» **Exercises**
a: In the nano-vm project description, what component controls state transitions?
b: Reproduce the nano-vm project description from "What nano-vm Is" up to and including "controls state transitions.".

Deterministic VM for LLM program execution
Project description
Deterministic execution runtime for stateful workflows.
Replayable. Observable. Enforcement-first.
LLM support is optional.
Temporal-lite for deterministic AI and business process execution.
What nano-vm Is
nano-vm is a deterministic execution runtime built around finite-state-machine semantics.
It orchestrates financial workflows, webhook-driven async processes, approval pipelines, event-driven automation, retry-safe orchestration, LLM pipelines, and governance-bound execution graphs.
The runtime — not the model, not the tool, not the prompt — controls state transitions.
Core invariant:
δ(S, E) → S'
Where S is current execution state, E is a validated event, S' is the next deterministic state.
Why nano-vm Exists
Most workflow engines optimize scheduling. Most AI frameworks optimize prompting. nano-vm optimizes execution correctness.
The system guarantees: deterministic transitions, replayable traces, exactly-once execution invariants, resumable async workflows, explicit governance boundaries, and runtime-level enforcement.
The FSM runtime is the source of truth. LLMs are optional.
Mental Model
events / webhooks / tools / LLMs
↓
ExecutionVM
↓
deterministic FSM
↓
replayable trace
Formally:
nondeterminism ∈ signal generation
determinism ∈ runtime execution
Core Execution Pipeline
E = Signal(input) → raw event
E' = Validator(E) → validated event
A = FSM(S, E') → allowed transitions
a* = Policy(A, C) → selected transition
S' = δ(S, a*) → next state
| Layer | Role | Deterministic |
|---|---|---|
| Signal | LLM / webhook / API / user input | ❌ |
| Validator | schema + policy validation | ✅ |
| FSM | transition authority | ✅ |
| Policy | transition selection | ✅ |
| Tool executor | side effects | enforced |
Using nano-vm Without LLMs
LLMs are not required. nano-vm can operate as a pure deterministic workflow engine.
from nano_vm import ExecutionVM, Program
program = Program.from_dict({
"name": "payment_flow",
"steps": [
{"id": "reserve", "type": "tool", "tool": "reserve_funds"},
{"id": "capture", "type": "tool", "tool": "capture_payment"},
{"id": "receipt", "type": "tool", "tool": "send_receipt"},
]
})
vm = ExecutionVM(tools={
"reserve_funds": reserve_funds,
"capture_payment": capture_payment,
"send_receipt": send_receipt,
})
trace = await vm.run(program)

» **Items drawn from a dataset**
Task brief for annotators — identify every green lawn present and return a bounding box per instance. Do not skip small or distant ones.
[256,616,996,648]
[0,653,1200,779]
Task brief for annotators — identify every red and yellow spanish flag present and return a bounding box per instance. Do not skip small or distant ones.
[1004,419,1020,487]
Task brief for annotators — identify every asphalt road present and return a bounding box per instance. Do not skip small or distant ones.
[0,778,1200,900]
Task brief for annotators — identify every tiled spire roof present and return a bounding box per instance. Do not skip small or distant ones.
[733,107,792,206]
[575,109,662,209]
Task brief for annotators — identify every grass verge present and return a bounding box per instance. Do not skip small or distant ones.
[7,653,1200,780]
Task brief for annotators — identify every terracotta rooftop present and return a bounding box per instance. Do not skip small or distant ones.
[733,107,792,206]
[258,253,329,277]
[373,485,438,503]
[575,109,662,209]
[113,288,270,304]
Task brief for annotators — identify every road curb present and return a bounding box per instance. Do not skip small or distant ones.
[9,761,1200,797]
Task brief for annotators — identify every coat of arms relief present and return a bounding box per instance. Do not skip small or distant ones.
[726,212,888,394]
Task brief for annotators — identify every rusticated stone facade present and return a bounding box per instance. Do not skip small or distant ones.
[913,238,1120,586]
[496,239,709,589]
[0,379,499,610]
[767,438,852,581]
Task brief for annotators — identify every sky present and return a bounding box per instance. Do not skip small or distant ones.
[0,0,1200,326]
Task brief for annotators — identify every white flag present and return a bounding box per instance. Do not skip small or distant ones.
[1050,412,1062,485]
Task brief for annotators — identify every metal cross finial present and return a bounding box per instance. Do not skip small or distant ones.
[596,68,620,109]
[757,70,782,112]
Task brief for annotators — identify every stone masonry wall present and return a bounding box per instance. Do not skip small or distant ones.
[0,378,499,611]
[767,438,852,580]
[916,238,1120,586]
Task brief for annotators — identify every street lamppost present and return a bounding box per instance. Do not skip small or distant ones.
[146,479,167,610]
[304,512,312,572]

» **Per-task answers**
a: The runtime controls state transitions, not the model, the tool or the prompt.

b:
What nano-vm Is
nano-vm is a deterministic execution runtime built around finite-state-machine semantics.
It orchestrates financial workflows, webhook-driven async processes, approval pipelines, event-driven automation, retry-safe orchestration, LLM pipelines, and governance-bound execution graphs.
The runtime — not the model, not the tool, not the prompt — controls state transitions.